> [Requirements]: Each line below should be quoted exactly, please.

────────

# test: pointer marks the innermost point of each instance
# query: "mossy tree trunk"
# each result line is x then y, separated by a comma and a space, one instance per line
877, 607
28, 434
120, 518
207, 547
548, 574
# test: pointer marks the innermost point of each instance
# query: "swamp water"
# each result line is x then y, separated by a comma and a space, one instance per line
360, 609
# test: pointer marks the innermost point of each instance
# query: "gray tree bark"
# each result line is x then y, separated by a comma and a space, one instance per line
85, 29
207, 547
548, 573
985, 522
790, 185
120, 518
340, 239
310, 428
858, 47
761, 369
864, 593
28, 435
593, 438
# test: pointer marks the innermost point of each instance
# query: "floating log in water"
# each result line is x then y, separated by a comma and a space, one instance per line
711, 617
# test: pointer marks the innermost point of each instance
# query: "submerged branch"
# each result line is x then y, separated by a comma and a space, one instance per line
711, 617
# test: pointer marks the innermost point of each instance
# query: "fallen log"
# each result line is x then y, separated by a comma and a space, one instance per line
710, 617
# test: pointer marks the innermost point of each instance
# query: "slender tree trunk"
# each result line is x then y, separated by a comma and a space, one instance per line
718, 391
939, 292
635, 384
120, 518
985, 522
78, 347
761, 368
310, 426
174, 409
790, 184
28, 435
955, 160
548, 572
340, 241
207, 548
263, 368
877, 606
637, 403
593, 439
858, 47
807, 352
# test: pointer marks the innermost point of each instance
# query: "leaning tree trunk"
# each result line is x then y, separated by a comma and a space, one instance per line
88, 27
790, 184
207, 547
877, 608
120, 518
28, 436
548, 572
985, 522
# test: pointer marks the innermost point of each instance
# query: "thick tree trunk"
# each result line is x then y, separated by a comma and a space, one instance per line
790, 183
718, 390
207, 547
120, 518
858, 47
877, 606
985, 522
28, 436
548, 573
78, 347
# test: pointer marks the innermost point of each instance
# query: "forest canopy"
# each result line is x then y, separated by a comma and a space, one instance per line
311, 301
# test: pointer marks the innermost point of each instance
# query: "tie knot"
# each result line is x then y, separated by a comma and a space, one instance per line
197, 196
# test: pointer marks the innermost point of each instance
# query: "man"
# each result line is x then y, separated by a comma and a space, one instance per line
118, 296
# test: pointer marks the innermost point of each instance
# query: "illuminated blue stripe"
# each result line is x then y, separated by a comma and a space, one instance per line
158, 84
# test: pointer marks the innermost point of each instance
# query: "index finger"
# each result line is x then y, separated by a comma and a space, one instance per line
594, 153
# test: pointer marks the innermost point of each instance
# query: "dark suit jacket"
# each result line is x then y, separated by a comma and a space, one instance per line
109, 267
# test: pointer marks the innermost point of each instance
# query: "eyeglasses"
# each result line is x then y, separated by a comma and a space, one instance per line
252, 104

────────

> [Complete answer]:
# test: pointer marks the innermost point of each instance
# query: "mossy tree trunk"
# each result line is x then y, separated by a comma and a space, one instance per line
877, 607
28, 434
120, 518
207, 547
548, 574
# test: pointer marks the innermost point of each instance
# query: "swamp water"
# each result line is x then y, separated by a comma and a space, one instance per line
360, 609
# test: pointer marks the innermost point of each instance
# query: "gray tree bark"
# each result line is x then y, separated by a comma and a space, one instance per line
85, 29
207, 547
548, 573
985, 522
790, 185
120, 518
340, 239
310, 428
858, 47
761, 369
864, 593
28, 435
593, 438
# test: pointer marks the innermost point of each instance
# query: "floating log in water"
# each result line is x then y, separated by a comma and a space, one instance per line
711, 617
# test: pointer marks the innermost point of each instance
# query: "submerged branch"
# each result line is x then y, separated by a comma and a space, one instance per line
711, 617
# test: pointer marks the innermost point of each instance
# query: "fallen log"
# each result line is x then y, separated by a comma and a space, one instance per line
710, 617
# test: pointer marks the innermost point of each instance
# query: "slender tree trunk"
# each result line is x then y, separated by a comma and a space, one instance per line
718, 391
939, 292
635, 384
120, 518
985, 522
78, 347
761, 368
310, 426
174, 409
790, 184
28, 435
955, 160
548, 572
340, 241
207, 548
263, 368
877, 606
637, 403
593, 439
858, 47
807, 352
# test: pointer marks the innermost point of each instance
# query: "leaning tree trunk"
# each result line is x then y, separated by a comma and a space, one instance per line
88, 27
790, 184
207, 547
877, 608
120, 518
28, 436
548, 572
985, 522
# test: pointer marks the innermost point of each instance
# query: "thick tree trunk"
# each result line is x then y, separated by a comma and a space, one instance per line
790, 183
718, 390
207, 547
120, 518
858, 47
877, 606
985, 522
28, 436
548, 573
78, 347
# test: pointer marks the innermost point of each instance
# query: "forest canopy"
# each result line is x then y, separated by a comma and a space, one instance per line
311, 301
# test: pointer marks the innermost point of each instance
# query: "tie knot"
# each result line is x then y, separated by a comma and a space, one instance per line
197, 196
# test: pointer marks the innermost point of each instance
# query: "man"
# each result line is x then y, separated by a comma and a space, one instance per line
118, 296
# test: pointer marks the innermost point of each instance
# query: "illuminated blue stripe"
# each result line is x then y, separated by a comma and a space, one instance per line
158, 84
# test: pointer marks the innermost point of each instance
# query: "index finger"
# each result line is x then y, separated by a comma and a space, one instance per line
594, 153
# test: pointer marks the innermost point of each instance
# query: "dark suit jacket"
# each result line is x then y, separated by a comma and a space, one instance per line
109, 267
# test: pointer marks the innermost point of each instance
# query: "eyeglasses"
# each result line is x then y, separated by a comma and a space, one instance per line
252, 104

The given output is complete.